Exercise task: Reproduce verbatim everything from the row containing "Would you mind tagging the wooden" down to the last row below, with both ends included.

---*---

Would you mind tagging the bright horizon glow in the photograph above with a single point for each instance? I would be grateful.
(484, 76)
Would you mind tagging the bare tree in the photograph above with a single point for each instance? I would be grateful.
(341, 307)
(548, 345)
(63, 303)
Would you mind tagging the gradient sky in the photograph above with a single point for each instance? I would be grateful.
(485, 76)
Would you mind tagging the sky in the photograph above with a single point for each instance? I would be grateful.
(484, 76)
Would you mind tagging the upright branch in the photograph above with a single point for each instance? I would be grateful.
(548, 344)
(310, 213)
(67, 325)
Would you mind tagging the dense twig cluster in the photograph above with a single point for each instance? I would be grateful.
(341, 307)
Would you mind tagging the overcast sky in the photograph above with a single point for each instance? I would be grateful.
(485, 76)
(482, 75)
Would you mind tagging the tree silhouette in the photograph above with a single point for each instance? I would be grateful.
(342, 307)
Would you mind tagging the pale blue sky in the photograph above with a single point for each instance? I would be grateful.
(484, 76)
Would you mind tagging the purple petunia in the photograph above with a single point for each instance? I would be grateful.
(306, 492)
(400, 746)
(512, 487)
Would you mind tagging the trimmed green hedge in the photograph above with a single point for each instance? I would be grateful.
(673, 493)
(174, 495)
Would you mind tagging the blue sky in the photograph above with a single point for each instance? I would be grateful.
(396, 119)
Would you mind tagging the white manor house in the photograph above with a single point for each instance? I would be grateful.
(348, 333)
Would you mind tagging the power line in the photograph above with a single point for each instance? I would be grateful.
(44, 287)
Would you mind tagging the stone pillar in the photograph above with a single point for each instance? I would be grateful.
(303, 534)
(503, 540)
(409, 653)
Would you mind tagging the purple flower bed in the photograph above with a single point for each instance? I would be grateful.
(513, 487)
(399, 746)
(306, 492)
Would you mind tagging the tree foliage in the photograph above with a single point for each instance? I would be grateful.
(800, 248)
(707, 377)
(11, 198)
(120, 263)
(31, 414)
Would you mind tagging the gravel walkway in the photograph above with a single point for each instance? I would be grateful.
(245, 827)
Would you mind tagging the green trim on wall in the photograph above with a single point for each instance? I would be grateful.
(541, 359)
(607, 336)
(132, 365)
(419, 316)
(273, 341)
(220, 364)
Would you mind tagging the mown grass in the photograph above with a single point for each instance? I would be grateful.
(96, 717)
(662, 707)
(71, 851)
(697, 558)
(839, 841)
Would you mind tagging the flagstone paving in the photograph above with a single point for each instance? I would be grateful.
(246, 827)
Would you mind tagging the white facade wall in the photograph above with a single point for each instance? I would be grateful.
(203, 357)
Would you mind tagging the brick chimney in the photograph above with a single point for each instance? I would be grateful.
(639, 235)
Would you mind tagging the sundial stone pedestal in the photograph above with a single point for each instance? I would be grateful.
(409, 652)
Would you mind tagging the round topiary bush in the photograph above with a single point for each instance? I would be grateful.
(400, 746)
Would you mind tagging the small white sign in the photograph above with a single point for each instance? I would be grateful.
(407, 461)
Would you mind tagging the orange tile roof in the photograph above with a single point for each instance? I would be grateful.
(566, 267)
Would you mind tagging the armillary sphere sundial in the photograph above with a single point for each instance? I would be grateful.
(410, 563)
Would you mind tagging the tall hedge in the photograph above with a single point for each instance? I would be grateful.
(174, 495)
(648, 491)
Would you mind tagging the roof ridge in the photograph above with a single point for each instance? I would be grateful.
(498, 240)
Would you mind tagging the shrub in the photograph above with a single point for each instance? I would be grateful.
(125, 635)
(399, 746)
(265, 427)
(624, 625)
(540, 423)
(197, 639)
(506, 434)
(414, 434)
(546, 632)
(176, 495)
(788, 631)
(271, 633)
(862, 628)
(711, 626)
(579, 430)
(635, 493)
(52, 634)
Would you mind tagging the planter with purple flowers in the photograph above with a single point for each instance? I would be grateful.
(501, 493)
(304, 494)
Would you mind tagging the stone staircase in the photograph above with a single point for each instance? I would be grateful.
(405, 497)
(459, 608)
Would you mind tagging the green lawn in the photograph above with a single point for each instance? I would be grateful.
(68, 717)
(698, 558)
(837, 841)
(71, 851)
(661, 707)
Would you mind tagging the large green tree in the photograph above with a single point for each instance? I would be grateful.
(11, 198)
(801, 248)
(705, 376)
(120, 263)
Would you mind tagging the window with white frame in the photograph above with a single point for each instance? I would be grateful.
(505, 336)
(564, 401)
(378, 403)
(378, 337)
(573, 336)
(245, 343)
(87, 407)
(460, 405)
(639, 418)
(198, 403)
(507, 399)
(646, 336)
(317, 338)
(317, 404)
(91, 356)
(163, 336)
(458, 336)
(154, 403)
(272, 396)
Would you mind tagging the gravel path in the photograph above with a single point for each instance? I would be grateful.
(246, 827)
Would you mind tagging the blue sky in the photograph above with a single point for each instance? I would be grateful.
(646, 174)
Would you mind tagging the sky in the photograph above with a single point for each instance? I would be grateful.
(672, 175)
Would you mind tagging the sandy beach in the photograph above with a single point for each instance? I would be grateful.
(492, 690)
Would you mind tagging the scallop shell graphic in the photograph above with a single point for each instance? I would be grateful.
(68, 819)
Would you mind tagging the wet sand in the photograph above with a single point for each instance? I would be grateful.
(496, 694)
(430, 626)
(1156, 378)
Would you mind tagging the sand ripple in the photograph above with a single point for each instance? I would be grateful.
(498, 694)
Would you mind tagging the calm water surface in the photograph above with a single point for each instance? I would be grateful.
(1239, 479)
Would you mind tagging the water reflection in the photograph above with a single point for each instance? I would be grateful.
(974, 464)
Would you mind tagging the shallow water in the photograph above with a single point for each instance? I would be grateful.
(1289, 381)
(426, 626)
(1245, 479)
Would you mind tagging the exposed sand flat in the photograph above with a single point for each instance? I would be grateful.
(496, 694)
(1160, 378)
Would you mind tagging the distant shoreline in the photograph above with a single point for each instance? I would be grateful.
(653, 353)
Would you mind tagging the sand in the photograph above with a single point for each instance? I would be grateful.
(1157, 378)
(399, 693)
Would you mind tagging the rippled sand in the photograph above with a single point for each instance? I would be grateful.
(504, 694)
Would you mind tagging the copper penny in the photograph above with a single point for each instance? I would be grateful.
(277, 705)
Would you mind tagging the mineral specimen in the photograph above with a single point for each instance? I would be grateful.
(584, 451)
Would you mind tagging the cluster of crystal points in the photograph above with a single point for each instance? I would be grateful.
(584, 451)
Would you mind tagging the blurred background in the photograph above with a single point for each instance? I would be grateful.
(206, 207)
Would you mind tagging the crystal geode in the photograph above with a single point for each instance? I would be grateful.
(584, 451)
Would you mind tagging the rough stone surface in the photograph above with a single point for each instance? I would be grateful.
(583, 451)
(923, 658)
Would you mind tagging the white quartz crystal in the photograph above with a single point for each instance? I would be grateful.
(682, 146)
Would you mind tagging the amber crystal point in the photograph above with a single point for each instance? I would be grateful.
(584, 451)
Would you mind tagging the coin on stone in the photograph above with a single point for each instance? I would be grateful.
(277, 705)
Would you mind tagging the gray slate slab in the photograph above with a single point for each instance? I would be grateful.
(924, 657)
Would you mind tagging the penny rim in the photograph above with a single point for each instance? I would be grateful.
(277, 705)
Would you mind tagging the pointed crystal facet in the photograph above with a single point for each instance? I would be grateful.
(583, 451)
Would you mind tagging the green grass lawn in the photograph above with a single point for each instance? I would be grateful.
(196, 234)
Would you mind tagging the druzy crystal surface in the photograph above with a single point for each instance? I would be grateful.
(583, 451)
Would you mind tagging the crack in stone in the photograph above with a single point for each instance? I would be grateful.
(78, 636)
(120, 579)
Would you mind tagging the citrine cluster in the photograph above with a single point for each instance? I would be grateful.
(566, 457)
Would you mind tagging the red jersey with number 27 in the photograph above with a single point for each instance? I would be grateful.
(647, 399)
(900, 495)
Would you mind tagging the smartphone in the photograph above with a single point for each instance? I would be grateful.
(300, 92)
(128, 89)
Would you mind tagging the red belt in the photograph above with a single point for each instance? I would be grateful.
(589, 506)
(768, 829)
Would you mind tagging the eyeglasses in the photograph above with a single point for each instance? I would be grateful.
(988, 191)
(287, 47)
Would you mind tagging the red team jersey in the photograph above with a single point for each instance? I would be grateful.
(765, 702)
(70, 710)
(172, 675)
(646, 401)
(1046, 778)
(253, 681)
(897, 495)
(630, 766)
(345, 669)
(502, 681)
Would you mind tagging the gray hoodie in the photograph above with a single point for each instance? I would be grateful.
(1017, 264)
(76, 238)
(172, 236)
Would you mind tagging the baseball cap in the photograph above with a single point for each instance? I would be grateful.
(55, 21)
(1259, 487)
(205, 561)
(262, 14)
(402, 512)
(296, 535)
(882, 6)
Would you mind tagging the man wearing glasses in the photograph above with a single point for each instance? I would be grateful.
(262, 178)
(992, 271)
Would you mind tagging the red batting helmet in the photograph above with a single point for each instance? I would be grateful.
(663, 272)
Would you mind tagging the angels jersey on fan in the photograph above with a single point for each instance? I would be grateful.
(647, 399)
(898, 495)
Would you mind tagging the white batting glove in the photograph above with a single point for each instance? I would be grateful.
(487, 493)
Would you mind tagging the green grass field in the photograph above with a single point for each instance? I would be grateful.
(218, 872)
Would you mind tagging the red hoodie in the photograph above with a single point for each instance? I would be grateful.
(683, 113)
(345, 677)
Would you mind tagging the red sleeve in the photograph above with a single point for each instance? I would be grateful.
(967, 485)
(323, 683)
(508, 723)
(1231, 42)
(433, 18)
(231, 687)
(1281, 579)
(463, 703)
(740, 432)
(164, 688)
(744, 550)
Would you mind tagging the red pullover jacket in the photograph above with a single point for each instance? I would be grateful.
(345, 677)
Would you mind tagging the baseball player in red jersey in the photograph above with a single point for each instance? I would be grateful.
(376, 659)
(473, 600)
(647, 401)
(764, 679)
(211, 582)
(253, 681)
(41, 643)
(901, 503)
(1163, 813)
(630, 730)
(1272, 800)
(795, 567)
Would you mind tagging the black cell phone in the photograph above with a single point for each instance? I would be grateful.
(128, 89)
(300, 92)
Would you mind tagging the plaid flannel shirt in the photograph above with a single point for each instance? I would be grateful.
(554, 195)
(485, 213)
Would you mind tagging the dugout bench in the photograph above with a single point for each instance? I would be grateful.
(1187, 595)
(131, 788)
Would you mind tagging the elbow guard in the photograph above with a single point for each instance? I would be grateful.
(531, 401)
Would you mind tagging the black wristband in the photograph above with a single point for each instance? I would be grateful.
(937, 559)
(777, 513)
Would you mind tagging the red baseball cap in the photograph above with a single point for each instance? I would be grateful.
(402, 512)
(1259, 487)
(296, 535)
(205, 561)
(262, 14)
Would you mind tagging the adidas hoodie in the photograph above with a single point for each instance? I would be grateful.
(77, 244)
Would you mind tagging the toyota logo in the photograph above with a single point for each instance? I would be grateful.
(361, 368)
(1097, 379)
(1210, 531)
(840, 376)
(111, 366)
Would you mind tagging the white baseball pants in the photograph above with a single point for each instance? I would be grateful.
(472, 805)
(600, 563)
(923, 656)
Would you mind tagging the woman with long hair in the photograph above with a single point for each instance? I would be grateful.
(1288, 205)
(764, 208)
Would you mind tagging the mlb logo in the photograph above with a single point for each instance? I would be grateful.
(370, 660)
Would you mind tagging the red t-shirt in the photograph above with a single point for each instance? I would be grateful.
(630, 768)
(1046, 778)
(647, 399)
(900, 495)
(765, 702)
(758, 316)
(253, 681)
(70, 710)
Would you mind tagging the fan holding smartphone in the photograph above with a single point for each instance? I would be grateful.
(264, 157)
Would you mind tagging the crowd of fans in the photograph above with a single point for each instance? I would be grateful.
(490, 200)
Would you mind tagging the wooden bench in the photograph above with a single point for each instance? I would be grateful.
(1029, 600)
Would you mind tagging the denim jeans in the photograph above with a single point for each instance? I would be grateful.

---*---

Task output:
Would you mind tagging the wooden bench in the photograph above with a single point for each instance? I would be grateful.
(1029, 600)
Would you mind tagging the denim jeans in the photograph above with a single point for each instance? I would be grateful.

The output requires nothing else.